ENTRIES SHOWN:
====

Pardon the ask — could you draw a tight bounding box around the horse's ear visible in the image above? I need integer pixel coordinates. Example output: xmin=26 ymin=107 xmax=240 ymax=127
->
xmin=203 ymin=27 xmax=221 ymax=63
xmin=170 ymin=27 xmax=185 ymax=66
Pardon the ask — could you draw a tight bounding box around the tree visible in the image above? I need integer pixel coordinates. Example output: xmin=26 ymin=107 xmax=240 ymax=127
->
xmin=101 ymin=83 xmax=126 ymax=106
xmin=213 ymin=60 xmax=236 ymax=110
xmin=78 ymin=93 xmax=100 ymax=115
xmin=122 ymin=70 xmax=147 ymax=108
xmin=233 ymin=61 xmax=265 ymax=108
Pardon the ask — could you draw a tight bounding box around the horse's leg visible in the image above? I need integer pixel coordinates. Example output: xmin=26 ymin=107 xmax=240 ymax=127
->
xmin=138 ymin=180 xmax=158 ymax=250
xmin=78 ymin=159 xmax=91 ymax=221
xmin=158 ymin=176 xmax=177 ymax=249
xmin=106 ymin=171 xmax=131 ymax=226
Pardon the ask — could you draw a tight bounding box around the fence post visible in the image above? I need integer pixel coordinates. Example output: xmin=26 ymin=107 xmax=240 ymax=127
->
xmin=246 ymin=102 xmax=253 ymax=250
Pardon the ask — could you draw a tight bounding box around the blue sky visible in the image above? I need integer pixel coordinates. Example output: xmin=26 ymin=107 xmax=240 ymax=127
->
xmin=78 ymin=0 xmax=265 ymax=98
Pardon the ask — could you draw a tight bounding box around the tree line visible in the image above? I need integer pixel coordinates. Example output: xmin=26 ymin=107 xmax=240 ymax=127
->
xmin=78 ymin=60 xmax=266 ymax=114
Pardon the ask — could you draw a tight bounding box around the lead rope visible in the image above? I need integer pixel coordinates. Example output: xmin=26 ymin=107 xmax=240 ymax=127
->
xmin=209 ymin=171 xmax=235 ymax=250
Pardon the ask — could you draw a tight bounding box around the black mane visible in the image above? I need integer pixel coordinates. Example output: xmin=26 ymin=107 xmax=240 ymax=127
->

====

INSTRUCTION:
Convert every line of the listing above into a numbered list and skip any blank lines.

EXERCISE RESULT:
1. Pardon the ask — could you draw a tight bounding box around the horse's ear visible in the image above? I need integer pixel coordinates. Example output: xmin=26 ymin=107 xmax=240 ymax=127
2. ->
3. xmin=203 ymin=27 xmax=221 ymax=63
4. xmin=170 ymin=27 xmax=185 ymax=66
5. Pardon the ask — could you draw a tight bounding box around the tree visible in the image above? I need integer pixel coordinates. Example output: xmin=26 ymin=107 xmax=240 ymax=127
6. ->
7. xmin=101 ymin=83 xmax=126 ymax=106
8. xmin=213 ymin=60 xmax=236 ymax=110
9. xmin=78 ymin=93 xmax=100 ymax=115
10. xmin=122 ymin=70 xmax=147 ymax=108
11. xmin=233 ymin=61 xmax=265 ymax=108
12. Pardon the ask — could you draw a tight bounding box around the horse's leg visible in the image above? I need integer pixel coordinates. Example output: xmin=26 ymin=107 xmax=240 ymax=127
13. ->
14. xmin=138 ymin=180 xmax=158 ymax=250
15. xmin=78 ymin=159 xmax=91 ymax=221
16. xmin=158 ymin=176 xmax=177 ymax=249
17. xmin=106 ymin=171 xmax=131 ymax=226
18. Pardon the ask — could you draw a tight bounding box around the fence post visible in the image above? I need integer pixel coordinates. Example output: xmin=26 ymin=107 xmax=240 ymax=127
19. ->
20. xmin=246 ymin=102 xmax=253 ymax=250
21. Pardon the ask — could you draw a tight bounding box around the blue sky visible in the image above? I need integer pixel coordinates. Example output: xmin=26 ymin=107 xmax=240 ymax=127
22. ->
23. xmin=78 ymin=0 xmax=265 ymax=98
24. Pardon the ask — could you draw a tight bounding box around the tree line visible in the image above? I need integer pixel coordinates. Example output: xmin=26 ymin=107 xmax=240 ymax=127
25. ->
26. xmin=78 ymin=60 xmax=266 ymax=114
27. Pardon the ask — could you draw a tight bounding box around the lead rope visible in the image above? I need integer pixel coordinates. Example output: xmin=26 ymin=107 xmax=240 ymax=127
28. ->
29. xmin=209 ymin=171 xmax=235 ymax=250
30. Pardon the ask — could you draw a tight bounding box around the black mane visible in the image above? I need integer pixel coordinates. Example output: xmin=26 ymin=107 xmax=240 ymax=127
31. ->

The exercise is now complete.